↓↓↓

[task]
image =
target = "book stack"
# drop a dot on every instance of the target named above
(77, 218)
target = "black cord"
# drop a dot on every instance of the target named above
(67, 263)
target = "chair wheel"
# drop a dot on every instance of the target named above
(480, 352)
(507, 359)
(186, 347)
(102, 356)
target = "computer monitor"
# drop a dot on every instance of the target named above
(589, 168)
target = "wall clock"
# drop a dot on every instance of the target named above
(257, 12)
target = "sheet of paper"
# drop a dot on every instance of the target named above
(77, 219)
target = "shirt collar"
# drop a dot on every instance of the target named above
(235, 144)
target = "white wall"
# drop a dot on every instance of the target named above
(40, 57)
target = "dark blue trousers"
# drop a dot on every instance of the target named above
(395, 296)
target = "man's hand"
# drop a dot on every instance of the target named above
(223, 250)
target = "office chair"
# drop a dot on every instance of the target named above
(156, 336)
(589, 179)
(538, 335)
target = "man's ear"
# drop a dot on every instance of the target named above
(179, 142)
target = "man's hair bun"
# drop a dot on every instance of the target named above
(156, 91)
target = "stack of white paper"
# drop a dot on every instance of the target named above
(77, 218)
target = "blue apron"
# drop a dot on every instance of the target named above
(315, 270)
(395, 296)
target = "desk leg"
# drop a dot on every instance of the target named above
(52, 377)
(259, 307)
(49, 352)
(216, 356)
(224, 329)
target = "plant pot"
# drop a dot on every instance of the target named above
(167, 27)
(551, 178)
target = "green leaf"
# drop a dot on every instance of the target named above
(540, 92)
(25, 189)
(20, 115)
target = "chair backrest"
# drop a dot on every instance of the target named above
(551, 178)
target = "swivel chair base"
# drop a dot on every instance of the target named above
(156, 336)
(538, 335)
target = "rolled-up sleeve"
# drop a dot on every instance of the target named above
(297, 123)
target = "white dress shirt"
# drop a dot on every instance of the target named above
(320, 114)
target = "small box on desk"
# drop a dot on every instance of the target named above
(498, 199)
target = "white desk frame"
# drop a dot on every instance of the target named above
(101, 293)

↑↑↑
↓↓↓

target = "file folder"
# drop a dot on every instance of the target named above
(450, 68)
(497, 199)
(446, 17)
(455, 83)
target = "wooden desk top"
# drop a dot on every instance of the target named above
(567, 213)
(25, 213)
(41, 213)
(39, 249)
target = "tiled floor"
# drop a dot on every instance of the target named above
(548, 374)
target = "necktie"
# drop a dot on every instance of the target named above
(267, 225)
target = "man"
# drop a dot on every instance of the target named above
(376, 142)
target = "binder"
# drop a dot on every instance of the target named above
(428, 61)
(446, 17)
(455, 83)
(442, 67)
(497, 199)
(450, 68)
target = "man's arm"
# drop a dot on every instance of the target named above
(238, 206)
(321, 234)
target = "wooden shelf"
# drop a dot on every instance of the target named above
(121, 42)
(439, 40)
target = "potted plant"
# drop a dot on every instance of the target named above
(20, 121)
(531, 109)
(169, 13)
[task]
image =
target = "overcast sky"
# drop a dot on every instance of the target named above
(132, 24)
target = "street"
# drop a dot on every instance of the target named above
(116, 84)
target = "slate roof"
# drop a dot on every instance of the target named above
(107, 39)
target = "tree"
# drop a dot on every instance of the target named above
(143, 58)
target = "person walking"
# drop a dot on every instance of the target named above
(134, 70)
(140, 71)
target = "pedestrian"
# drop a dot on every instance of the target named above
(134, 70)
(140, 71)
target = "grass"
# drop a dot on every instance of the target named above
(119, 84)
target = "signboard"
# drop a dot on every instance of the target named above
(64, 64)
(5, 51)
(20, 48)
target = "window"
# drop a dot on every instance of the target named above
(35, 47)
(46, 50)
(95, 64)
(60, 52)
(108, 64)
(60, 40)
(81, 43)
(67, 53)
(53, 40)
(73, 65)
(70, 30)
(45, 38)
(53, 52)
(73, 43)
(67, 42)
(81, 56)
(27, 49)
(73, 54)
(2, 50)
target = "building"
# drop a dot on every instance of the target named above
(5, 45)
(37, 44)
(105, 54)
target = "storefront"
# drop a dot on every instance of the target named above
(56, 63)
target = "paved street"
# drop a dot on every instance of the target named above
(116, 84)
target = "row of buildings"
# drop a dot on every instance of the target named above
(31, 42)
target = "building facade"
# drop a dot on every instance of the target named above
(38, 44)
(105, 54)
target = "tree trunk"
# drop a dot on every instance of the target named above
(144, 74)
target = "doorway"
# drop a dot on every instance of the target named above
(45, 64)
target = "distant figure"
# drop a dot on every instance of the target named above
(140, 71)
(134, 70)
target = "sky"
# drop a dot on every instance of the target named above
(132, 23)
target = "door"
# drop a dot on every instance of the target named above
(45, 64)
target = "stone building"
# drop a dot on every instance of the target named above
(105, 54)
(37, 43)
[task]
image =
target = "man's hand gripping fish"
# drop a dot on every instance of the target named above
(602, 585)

↑↑↑

**What is required:**
All the lines that hold the word "wall" must appear in the answer, copied from the records.

**Reply to the task:**
target = "wall clock"
target = "white wall"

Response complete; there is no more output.